--- begin RECORDS SHOWN ---

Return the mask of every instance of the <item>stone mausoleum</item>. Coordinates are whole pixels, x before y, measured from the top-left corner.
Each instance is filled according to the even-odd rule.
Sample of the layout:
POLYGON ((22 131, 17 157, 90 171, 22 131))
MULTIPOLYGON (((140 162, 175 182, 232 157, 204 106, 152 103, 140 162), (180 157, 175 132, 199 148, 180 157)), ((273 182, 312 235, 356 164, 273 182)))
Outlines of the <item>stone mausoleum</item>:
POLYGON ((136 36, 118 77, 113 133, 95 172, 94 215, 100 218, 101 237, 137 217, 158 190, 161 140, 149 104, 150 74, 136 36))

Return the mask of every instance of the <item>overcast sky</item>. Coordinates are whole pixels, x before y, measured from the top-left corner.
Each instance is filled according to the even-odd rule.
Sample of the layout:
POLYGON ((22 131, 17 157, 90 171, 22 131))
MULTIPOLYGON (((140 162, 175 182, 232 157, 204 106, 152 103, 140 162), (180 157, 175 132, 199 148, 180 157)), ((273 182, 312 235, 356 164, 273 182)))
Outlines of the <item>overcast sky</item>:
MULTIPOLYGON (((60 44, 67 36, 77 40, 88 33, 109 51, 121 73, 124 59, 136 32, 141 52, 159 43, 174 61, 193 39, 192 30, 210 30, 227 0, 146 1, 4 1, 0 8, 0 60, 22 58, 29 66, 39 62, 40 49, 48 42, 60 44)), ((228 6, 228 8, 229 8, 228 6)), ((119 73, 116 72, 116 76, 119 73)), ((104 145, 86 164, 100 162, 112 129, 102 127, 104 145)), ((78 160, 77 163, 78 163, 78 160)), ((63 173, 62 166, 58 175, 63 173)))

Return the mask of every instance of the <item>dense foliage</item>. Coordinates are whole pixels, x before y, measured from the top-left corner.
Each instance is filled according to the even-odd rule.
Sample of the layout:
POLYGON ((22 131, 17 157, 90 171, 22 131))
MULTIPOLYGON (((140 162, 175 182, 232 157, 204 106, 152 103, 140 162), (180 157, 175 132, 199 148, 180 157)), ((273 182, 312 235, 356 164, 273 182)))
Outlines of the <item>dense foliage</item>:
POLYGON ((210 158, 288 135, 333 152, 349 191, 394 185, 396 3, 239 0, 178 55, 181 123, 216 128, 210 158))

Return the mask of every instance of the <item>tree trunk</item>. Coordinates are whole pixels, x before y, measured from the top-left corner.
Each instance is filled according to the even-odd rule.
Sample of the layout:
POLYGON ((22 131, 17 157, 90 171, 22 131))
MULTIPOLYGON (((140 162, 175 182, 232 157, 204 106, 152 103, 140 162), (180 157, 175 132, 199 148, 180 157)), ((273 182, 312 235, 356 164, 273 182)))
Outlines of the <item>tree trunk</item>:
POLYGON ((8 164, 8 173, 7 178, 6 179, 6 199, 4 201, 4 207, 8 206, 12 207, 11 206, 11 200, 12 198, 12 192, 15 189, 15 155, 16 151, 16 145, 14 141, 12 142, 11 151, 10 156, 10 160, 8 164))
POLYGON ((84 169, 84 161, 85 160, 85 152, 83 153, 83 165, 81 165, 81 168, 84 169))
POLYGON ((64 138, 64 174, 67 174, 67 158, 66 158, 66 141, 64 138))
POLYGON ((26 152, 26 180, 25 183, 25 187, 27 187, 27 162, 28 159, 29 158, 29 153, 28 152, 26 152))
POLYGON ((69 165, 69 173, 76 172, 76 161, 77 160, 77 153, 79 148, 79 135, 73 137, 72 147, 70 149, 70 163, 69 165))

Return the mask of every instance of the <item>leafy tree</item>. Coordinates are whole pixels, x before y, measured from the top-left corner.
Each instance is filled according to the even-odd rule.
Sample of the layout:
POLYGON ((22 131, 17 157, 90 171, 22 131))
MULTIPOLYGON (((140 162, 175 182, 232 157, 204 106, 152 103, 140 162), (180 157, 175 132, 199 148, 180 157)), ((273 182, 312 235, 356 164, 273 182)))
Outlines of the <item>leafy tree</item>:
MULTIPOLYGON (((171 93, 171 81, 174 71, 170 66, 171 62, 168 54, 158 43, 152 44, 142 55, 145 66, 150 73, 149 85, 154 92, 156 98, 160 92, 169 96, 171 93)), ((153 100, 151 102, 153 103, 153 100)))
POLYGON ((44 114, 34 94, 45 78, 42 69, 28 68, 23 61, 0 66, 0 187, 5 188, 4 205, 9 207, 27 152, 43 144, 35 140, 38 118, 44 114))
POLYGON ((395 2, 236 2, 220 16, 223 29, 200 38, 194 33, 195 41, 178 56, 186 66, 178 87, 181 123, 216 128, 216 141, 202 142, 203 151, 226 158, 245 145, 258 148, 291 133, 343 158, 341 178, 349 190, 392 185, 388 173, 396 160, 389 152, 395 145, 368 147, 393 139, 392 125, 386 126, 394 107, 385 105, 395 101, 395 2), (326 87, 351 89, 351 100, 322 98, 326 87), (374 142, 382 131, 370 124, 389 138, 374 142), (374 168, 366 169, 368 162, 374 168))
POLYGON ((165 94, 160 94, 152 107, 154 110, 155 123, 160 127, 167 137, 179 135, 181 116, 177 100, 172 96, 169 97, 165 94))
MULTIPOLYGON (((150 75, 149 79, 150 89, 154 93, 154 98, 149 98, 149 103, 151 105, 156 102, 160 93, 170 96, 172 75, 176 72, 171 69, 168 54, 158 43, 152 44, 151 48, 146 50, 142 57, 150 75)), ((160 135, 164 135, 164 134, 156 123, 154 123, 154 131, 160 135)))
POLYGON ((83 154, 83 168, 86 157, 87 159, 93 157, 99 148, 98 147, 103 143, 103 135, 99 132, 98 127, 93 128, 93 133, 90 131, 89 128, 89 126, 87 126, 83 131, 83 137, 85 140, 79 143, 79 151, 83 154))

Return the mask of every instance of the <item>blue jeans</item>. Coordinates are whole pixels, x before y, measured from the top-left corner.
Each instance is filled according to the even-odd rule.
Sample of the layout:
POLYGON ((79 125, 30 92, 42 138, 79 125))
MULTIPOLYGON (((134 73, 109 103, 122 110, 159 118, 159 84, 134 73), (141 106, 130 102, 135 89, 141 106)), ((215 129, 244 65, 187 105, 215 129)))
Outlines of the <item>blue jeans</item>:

--- end RECORDS SHOWN ---

■ EXERCISE REQUIREMENTS ■
Please write out all the rows again, switching "top-left corner" to "upper-left corner" and keeping everything else the same.

■ ANSWER BELOW ■
Return the mask of every instance of the <item>stone mausoleum</item>. Coordinates are whole pixels, x before y, measured from the upper-left corner.
Each instance is filled according to the even-odd rule.
Sample of the layout:
POLYGON ((22 131, 17 157, 90 171, 22 131))
MULTIPOLYGON (((140 162, 175 182, 232 157, 204 106, 152 103, 140 162), (180 157, 175 132, 199 148, 180 157)), ((273 182, 312 235, 356 164, 273 182)))
Outlines of the <item>stone mausoleum</item>:
POLYGON ((136 36, 118 77, 113 133, 95 172, 94 215, 100 218, 101 237, 137 217, 158 190, 161 140, 149 104, 150 74, 136 36))

Return the mask of every instance of the <item>overcast sky</item>. Coordinates are whole pixels, x before y, measured from the upper-left corner.
Each instance is filled according to the even-odd rule.
Sample of the layout:
POLYGON ((22 131, 17 157, 90 171, 22 131))
MULTIPOLYGON (((140 162, 175 182, 232 157, 204 106, 152 103, 140 162), (180 157, 175 132, 199 148, 180 157)), ((273 182, 312 235, 356 164, 273 182)))
Outlines of the <item>overcast sky</item>:
MULTIPOLYGON (((60 44, 67 36, 77 40, 88 33, 109 51, 121 73, 124 59, 136 32, 141 52, 159 43, 174 61, 193 39, 192 30, 210 30, 227 0, 146 1, 4 1, 0 8, 0 60, 22 58, 29 66, 39 62, 40 49, 48 42, 60 44)), ((228 6, 228 8, 229 8, 228 6)), ((119 73, 116 72, 116 76, 119 73)), ((104 145, 86 164, 100 162, 112 129, 102 127, 104 145)), ((78 160, 77 163, 78 163, 78 160)), ((63 173, 62 166, 58 175, 63 173)))

Return the mask of every instance of the <item>dense foliage</item>. Coordinates are whole pixels, x before y, measured from the upper-left corner.
Each instance is filled according to the even-odd rule.
Sample of the layout:
POLYGON ((22 131, 17 157, 90 171, 22 131))
MULTIPOLYGON (((140 162, 175 182, 232 157, 204 106, 152 103, 140 162), (180 157, 175 132, 199 148, 180 157)), ((273 182, 312 235, 356 164, 273 182)))
Outlines of the <item>dense foliage</item>:
POLYGON ((210 158, 288 135, 333 152, 349 191, 394 185, 396 3, 239 0, 178 55, 181 123, 216 128, 210 158))

Return the mask of every instance of the <item>tree trunk</item>. Coordinates are whole pixels, x before y, measured from the upper-left corner.
Each instance is filled according to the even-odd rule.
Sample of the layout:
POLYGON ((22 131, 17 157, 90 171, 22 131))
MULTIPOLYGON (((140 162, 175 182, 232 157, 204 106, 152 103, 140 162), (180 157, 175 132, 199 148, 180 157)), ((273 182, 312 235, 356 164, 273 182)))
Outlines of the <item>tree trunk</item>:
POLYGON ((8 164, 8 173, 7 178, 6 179, 6 199, 4 201, 4 207, 8 206, 12 207, 11 206, 11 200, 12 198, 12 192, 15 189, 15 155, 16 151, 16 145, 14 141, 12 142, 11 151, 10 156, 10 160, 8 164))
POLYGON ((84 169, 84 161, 85 160, 85 152, 83 153, 83 165, 81 165, 81 168, 84 169))
POLYGON ((64 138, 64 174, 67 174, 67 158, 66 158, 66 141, 64 138))
POLYGON ((26 152, 26 180, 25 183, 25 187, 27 187, 27 162, 28 159, 29 158, 29 153, 28 152, 26 152))
POLYGON ((69 165, 69 173, 76 172, 76 161, 77 160, 77 153, 79 148, 79 135, 73 137, 72 147, 70 149, 70 163, 69 165))

Return the mask of every instance of the <item>leafy tree</item>. Coordinates are whole pixels, x before y, measured from the upper-left corner.
Each instance is filled according to the even-odd rule.
Sample of the layout:
POLYGON ((22 131, 17 157, 90 171, 22 131))
MULTIPOLYGON (((140 162, 175 182, 232 157, 204 106, 152 103, 140 162), (180 157, 175 132, 199 148, 180 157)), ((273 182, 312 235, 356 164, 273 182)))
Outlines of the <item>leafy tree</item>:
MULTIPOLYGON (((171 93, 171 81, 174 71, 170 66, 171 62, 168 54, 158 43, 152 44, 142 55, 145 66, 150 73, 149 85, 154 92, 156 98, 160 92, 169 96, 171 93)), ((153 100, 151 102, 153 103, 153 100)))
POLYGON ((44 114, 34 94, 45 78, 42 69, 28 68, 23 61, 0 66, 0 187, 5 188, 4 205, 9 207, 27 152, 43 144, 35 140, 38 118, 44 114))
POLYGON ((395 2, 236 2, 220 16, 223 29, 200 38, 194 33, 195 41, 178 56, 186 66, 178 87, 181 123, 216 128, 216 141, 202 142, 203 151, 226 158, 245 145, 258 148, 291 133, 343 158, 341 178, 349 190, 392 185, 388 173, 396 160, 389 152, 395 145, 368 147, 393 139, 392 125, 386 126, 394 107, 385 105, 395 101, 395 2), (326 87, 351 89, 351 100, 322 98, 326 87), (374 142, 382 131, 370 124, 389 138, 374 142), (374 168, 366 169, 368 162, 374 168))
POLYGON ((165 94, 160 94, 152 107, 154 110, 155 123, 160 127, 167 137, 179 135, 181 116, 177 100, 172 96, 169 97, 165 94))
MULTIPOLYGON (((150 75, 149 79, 150 89, 154 93, 154 98, 149 98, 149 103, 151 105, 156 102, 160 93, 170 96, 172 75, 176 72, 171 69, 168 54, 158 43, 152 44, 151 48, 146 50, 142 57, 150 75)), ((160 135, 164 135, 164 134, 156 123, 154 123, 154 131, 160 135)))
POLYGON ((83 154, 83 168, 86 157, 87 159, 93 157, 99 148, 98 147, 103 143, 103 135, 99 132, 98 127, 93 128, 93 133, 90 131, 89 128, 89 126, 87 126, 83 131, 83 137, 85 140, 79 143, 79 151, 83 154))

Return the mask of every instance of the <item>blue jeans</item>. Coordinates are whole pixels, x before y, measured from the upper-left corner.
Each instance is filled according to the even-odd rule.
Sample of the layout:
POLYGON ((79 125, 30 92, 42 138, 79 125))
MULTIPOLYGON (((134 73, 109 103, 122 110, 159 118, 159 84, 134 73), (141 106, 130 102, 135 89, 141 106)), ((215 129, 244 65, 187 105, 215 129)))
Outlines of the <item>blue jeans</item>:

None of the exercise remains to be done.